- [WHAT YOU SHOULD DO] Search the entries for the word "coordinates" and pull out each line that has it.

RECORDED INFORMATION: Begin

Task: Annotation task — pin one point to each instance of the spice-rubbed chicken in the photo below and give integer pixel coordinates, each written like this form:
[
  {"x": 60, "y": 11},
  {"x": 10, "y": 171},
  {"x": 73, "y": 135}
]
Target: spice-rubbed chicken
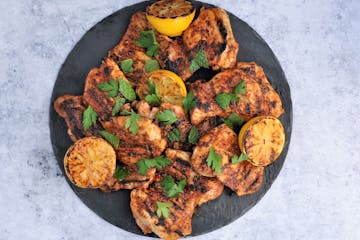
[
  {"x": 93, "y": 95},
  {"x": 212, "y": 32},
  {"x": 243, "y": 178},
  {"x": 147, "y": 143},
  {"x": 260, "y": 98},
  {"x": 131, "y": 181},
  {"x": 71, "y": 108},
  {"x": 224, "y": 142},
  {"x": 197, "y": 191},
  {"x": 127, "y": 48}
]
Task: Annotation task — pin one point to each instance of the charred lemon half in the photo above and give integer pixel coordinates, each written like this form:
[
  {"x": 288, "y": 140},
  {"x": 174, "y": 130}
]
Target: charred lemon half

RECORDED INFORMATION: End

- [EXERCISE RESPONSE]
Task: Annotation task — pin one point to each instance of the spice-rubbed chicken in the photo below and give integer pixel coordinates, each written like this form:
Task: Annotation task — pin one point to each instance of the charred lemon half in the photo above and give integer pixel coordinates, each written like this form:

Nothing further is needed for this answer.